:: Short task ::
Copy out the lines exactly, starting at the beginning of the lines and going on through the line that contains "hole rule even-odd". Leave the pictures out of your answer.

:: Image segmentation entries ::

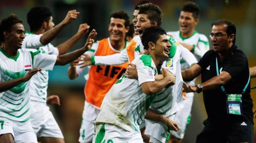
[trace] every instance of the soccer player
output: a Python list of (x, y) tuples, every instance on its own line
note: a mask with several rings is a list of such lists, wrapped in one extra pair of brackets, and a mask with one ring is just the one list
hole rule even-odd
[[(187, 2), (182, 9), (179, 18), (180, 30), (168, 32), (182, 46), (189, 50), (198, 61), (209, 50), (209, 42), (205, 35), (200, 34), (195, 30), (199, 22), (198, 5), (192, 2)], [(195, 63), (197, 63), (195, 62)], [(188, 69), (190, 65), (183, 60), (181, 61), (182, 70)], [(188, 83), (195, 84), (195, 80)], [(184, 137), (186, 127), (189, 124), (190, 112), (194, 98), (194, 93), (186, 93), (186, 99), (183, 101), (184, 108), (178, 112), (175, 120), (180, 127), (176, 132), (172, 131), (170, 139), (172, 143), (182, 143)]]
[[(129, 30), (129, 16), (123, 11), (111, 14), (109, 17), (109, 37), (94, 43), (86, 52), (91, 56), (105, 56), (120, 53), (129, 44), (125, 35)], [(69, 78), (73, 79), (81, 74), (84, 68), (76, 66), (74, 62), (68, 68)], [(93, 65), (89, 71), (89, 78), (85, 87), (86, 101), (80, 129), (80, 143), (92, 142), (94, 131), (94, 122), (99, 113), (106, 94), (120, 78), (128, 66), (127, 63), (116, 65)]]
[[(77, 12), (71, 11), (69, 13)], [(68, 16), (69, 13), (67, 14)], [(71, 21), (72, 19), (70, 19)], [(49, 8), (44, 6), (32, 8), (27, 14), (27, 21), (30, 27), (30, 32), (25, 33), (22, 48), (38, 49), (42, 53), (56, 55), (66, 53), (84, 36), (89, 27), (86, 24), (81, 25), (75, 35), (55, 47), (50, 43), (44, 45), (39, 41), (36, 43), (35, 40), (54, 27), (52, 12)], [(31, 78), (28, 93), (31, 97), (32, 107), (30, 121), (38, 140), (41, 143), (64, 143), (61, 129), (46, 104), (46, 103), (54, 102), (59, 104), (57, 96), (47, 98), (48, 79), (47, 70), (41, 70)]]
[(0, 23), (0, 41), (3, 42), (0, 47), (0, 140), (4, 143), (37, 142), (29, 120), (29, 82), (27, 81), (41, 69), (52, 70), (54, 65), (75, 59), (91, 48), (97, 34), (93, 30), (85, 46), (74, 52), (61, 56), (45, 54), (40, 50), (21, 49), (25, 38), (22, 22), (13, 14)]
[(165, 32), (153, 26), (145, 32), (141, 40), (150, 55), (140, 55), (133, 61), (138, 80), (123, 75), (106, 95), (96, 119), (94, 143), (143, 143), (139, 125), (155, 94), (171, 82), (173, 75), (164, 69), (163, 78), (155, 80), (154, 76), (155, 65), (168, 56), (171, 45)]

:: Response to this task ::
[trace] every instance of the soccer player
output: a Python list of (x, y) tuples, every instance on its own line
note: a mask with several rings is a list of such lists, wrapped in one extra pair of brackets, and a mask with one ring is just the one list
hole rule even-odd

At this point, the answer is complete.